In the Response, the Debtor argues that Movant must be proceeding under 11 U.S.C. § 502(j), and Federal Rule of Bankruptcy Procedure 3008, and that Movant is not entitled to reconsideration under that authority. In support of this argument, the Debtor asserts that reconsideration of the Order will prejudice the Debtor and other creditors, that Mr. Harris had notice of the bankruptcy case and engaged in unreasonable delay, that Mr. Harris did not act in good faith in filing the Motion, and that Movant received repeated notice at its corporate address. Based on these arguments the Debtor asks this Court to deny the Motion.

At the Hearing, Mr. Hays, who appeared alone for Movant, conceded that the Motion was made under this authority. He also suggested the Court could use its authority under 11 U.S.C. § 105, which the Court declines to do in this case. Movant did not assert that it sought relief from the Order directly under Federal Rule of Bankruptcy Procedure 9024, nor did Movant claim that the Late Proof of Claim satisfies an exception under Federal Rule of Bankruptcy Procedure 3002(c)(1)-(7); however, it does not appear that relief would have been available under those Rules in any event.

- [Data in this exercise]:
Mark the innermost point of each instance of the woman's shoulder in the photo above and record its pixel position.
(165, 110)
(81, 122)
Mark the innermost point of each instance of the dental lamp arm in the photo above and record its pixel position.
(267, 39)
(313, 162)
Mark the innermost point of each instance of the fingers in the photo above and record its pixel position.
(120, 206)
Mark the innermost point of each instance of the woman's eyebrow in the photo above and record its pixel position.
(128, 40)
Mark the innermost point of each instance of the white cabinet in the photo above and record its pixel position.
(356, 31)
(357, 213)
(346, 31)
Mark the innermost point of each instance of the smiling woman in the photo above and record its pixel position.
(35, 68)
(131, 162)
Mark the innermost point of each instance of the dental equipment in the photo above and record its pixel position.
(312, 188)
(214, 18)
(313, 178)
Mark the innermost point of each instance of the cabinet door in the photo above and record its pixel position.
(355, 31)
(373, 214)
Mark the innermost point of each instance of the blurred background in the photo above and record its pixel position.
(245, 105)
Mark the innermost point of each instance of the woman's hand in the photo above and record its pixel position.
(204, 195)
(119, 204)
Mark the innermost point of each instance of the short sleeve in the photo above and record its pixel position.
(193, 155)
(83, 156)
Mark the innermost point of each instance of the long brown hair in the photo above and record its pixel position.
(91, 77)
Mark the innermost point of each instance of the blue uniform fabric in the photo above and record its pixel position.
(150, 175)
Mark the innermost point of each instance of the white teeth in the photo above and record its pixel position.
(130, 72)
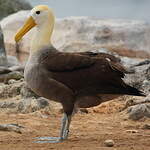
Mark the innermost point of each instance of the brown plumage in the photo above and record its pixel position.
(82, 79)
(69, 77)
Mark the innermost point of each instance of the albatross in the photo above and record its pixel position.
(82, 80)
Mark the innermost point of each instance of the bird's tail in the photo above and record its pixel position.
(133, 91)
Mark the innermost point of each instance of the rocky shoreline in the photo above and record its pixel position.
(128, 40)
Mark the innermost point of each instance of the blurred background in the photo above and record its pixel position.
(128, 9)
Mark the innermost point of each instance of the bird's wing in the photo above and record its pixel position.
(114, 62)
(100, 55)
(60, 61)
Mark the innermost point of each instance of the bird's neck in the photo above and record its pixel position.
(42, 37)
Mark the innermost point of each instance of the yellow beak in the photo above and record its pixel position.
(29, 24)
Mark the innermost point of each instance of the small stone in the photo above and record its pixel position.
(131, 131)
(12, 81)
(109, 143)
(146, 126)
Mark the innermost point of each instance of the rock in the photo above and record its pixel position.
(3, 58)
(141, 77)
(131, 131)
(12, 61)
(82, 34)
(109, 143)
(11, 127)
(11, 90)
(12, 75)
(146, 126)
(139, 111)
(8, 7)
(4, 70)
(8, 104)
(26, 92)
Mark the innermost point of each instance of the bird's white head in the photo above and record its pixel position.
(43, 19)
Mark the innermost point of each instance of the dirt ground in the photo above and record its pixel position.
(87, 132)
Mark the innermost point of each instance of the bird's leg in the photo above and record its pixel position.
(66, 129)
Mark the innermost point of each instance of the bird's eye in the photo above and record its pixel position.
(38, 12)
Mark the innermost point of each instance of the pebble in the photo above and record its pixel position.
(109, 143)
(132, 131)
(146, 126)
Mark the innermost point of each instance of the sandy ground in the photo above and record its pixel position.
(87, 132)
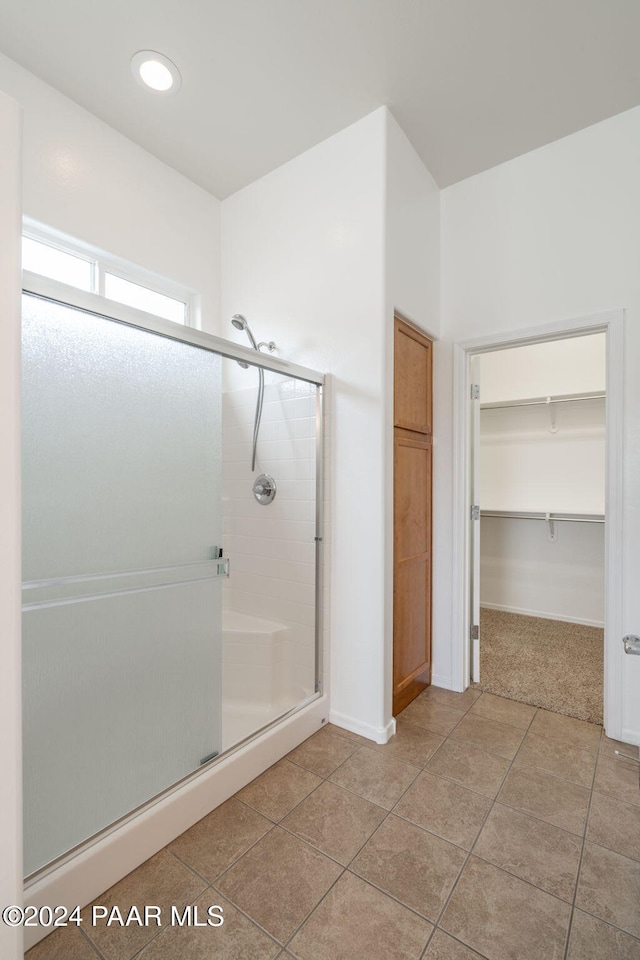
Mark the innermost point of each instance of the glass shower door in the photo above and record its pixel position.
(121, 599)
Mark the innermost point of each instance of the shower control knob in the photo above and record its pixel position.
(264, 489)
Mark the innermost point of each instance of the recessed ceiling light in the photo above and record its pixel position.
(155, 72)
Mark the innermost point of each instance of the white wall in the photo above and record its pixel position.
(558, 367)
(85, 180)
(271, 547)
(303, 258)
(10, 714)
(412, 213)
(549, 236)
(522, 572)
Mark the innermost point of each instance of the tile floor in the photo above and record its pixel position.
(484, 829)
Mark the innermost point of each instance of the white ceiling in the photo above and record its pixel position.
(472, 82)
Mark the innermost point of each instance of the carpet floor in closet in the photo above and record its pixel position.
(547, 663)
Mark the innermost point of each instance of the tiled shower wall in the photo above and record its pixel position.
(272, 548)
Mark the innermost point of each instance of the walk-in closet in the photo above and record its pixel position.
(540, 470)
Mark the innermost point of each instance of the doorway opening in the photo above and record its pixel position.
(539, 480)
(538, 472)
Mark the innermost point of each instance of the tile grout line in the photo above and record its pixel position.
(386, 814)
(584, 841)
(470, 852)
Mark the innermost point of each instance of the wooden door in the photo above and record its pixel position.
(412, 514)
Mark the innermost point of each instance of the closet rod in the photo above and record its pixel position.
(569, 517)
(543, 401)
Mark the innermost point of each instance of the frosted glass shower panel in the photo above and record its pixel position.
(121, 445)
(121, 595)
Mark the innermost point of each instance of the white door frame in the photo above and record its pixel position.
(613, 325)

- [Task list]:
1. In the bankruptcy court excerpt, who appeared alone for Movant at the Hearing?
2. Count the rows that contain the string "ceiling", treating case as significant, and give only that number.
The text and the rows come from unrelated sources.

- [Results for each task]:
1. Mr. Hays

2. 2